▶ TEXT
# Hi, I'm new here, and has a little question



## zmzm (Feb 3, 2006)

I must say i'm really new to the whole emulsion lifting thing, I saw some grate works using this technice in this forum, so you must have the answer for me.
i'm tring to do it for the first time, so my question might seem silly... but I really wish to know how to do it....

 I'm shooting digital, and using Fujifilm Frontier as a printer (Crystal Archive Paper)
I have tried putting the print into hot water for a few minutes, and I think I have managed lifting the emulsion, but i'm not sure, since the emulsion seems to be preety stable, and not to easy to rip. it seems to be a plastic surfs that atteched to it, and i cannot remove it. when i strech it, it creckes but i cannot even scretch it of the plastic cote.
Is emulsion lift possible with plastic coted paper?
what shoud I do to make it work? right now it is thick and not a flexible matirial to work with as i thought it would be.
and another question, can i get transperenty with emulsion lifting?

many thanks


----------



## terri (Feb 3, 2006)

The emulsion that gets "lifted" during an emulsion lift is from Polaroid film - and _only_ Polaroid film.

You can't get there from digi-land.  

You can either buy a Polaroid camera that shoots the type of film that has the emulsion for this process (like Polaroid 669 film) or start shooting slide film and use a slide printer, which will project your slide onto the Polaroid film.

Either way, the point is to end up with a Polaroid print in hand. THAT is what gets immersed into the hot water, etc. 

Read up about it here. 

Have fun learning! It's a wonderful technique.


----------



## zmzm (Feb 4, 2006)

Well, I know there was something wrong with my proccess :blushing:
Thank you very much, I will try it with poloroid.


----------



## terri (Feb 4, 2006)

zmzm said:
			
		

> Well, I know there was something wrong with my proccess :blushing:
> Thank you very much, I will try it with poloroid.


You're welcome! We all have to start somewhere.  

Come back here with any questions you might have - there are lots of us who can help!


----------

▶ AVAILABLE RECORDS
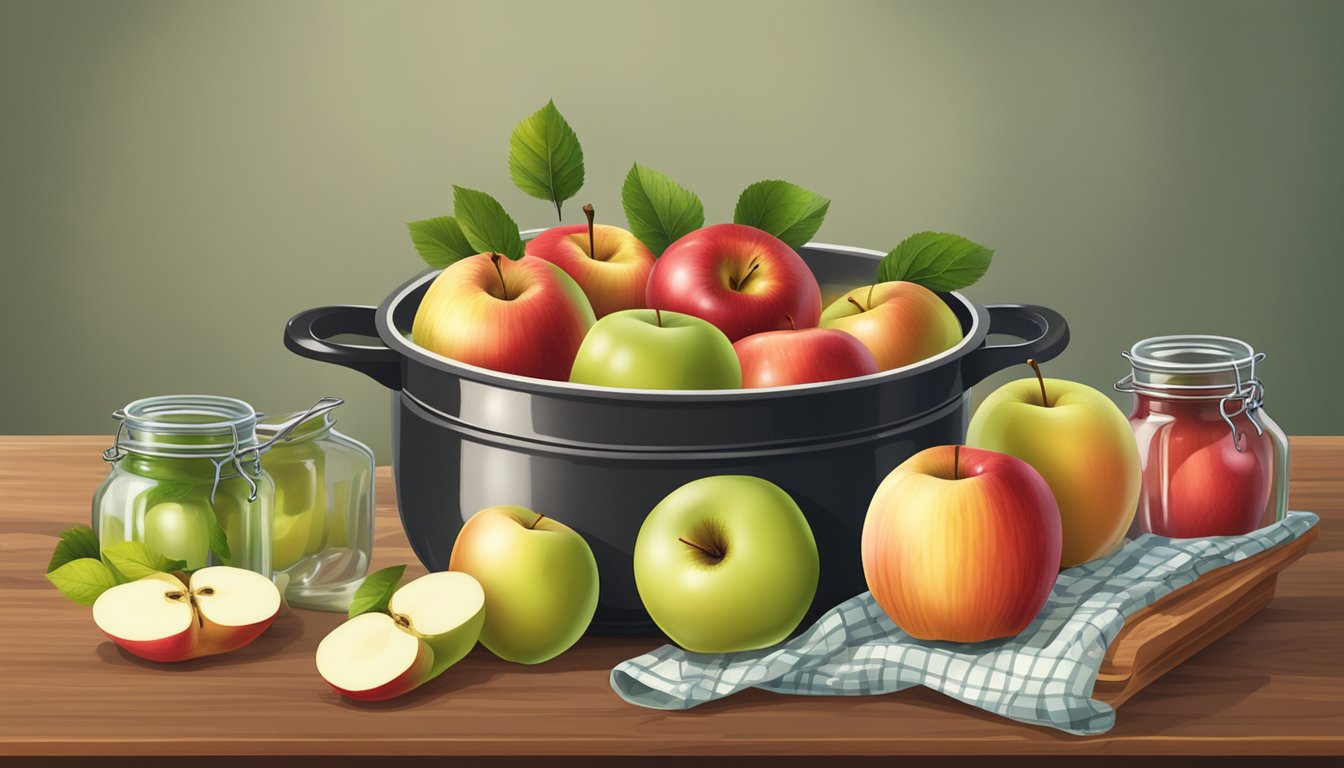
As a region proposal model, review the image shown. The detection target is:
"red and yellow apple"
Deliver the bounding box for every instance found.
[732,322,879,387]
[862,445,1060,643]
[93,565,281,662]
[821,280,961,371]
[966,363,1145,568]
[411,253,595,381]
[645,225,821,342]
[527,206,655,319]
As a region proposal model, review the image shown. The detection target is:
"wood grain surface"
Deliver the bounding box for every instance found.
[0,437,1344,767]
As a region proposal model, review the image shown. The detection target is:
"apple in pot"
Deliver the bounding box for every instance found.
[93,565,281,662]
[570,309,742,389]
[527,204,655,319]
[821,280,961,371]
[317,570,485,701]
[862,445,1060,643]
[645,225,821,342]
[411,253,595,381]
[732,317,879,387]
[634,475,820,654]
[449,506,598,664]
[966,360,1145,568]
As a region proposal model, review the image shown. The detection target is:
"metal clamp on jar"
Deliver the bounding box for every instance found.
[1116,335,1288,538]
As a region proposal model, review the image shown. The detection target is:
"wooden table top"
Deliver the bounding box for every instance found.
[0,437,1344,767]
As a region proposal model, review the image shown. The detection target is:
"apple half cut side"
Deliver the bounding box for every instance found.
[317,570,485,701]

▶ TASK A
Transcribe the passage of the emulsion lift thread starting with "I'm shooting digital, and" and going on through "with emulsion lifting?".
▶ TASK B
Starting with the first line of the records and going on through the line with "[527,206,655,319]", rewrite those lines with "detection target" replaced by "object of interest" and everything else unchanged. Leave out the pictures.

▶ WORKED ANSWER A
I'm shooting digital, and using Fujifilm Frontier as a printer (Crystal Archive Paper)
I have tried putting the print into hot water for a few minutes, and I think I have managed lifting the emulsion, but i'm not sure, since the emulsion seems to be preety stable, and not to easy to rip. it seems to be a plastic surfs that atteched to it, and i cannot remove it. when i strech it, it creckes but i cannot even scretch it of the plastic cote.
Is emulsion lift possible with plastic coted paper?
what shoud I do to make it work? right now it is thick and not a flexible matirial to work with as i thought it would be.
and another question, can i get transperenty with emulsion lifting?

▶ WORKED ANSWER B
As a region proposal model, review the image shown. The object of interest is:
"red and yellow apple"
Deliver the bounding box for every instance found.
[732,322,879,387]
[862,445,1060,643]
[93,565,281,662]
[821,280,961,371]
[966,363,1145,568]
[411,253,595,381]
[645,225,821,342]
[527,206,655,319]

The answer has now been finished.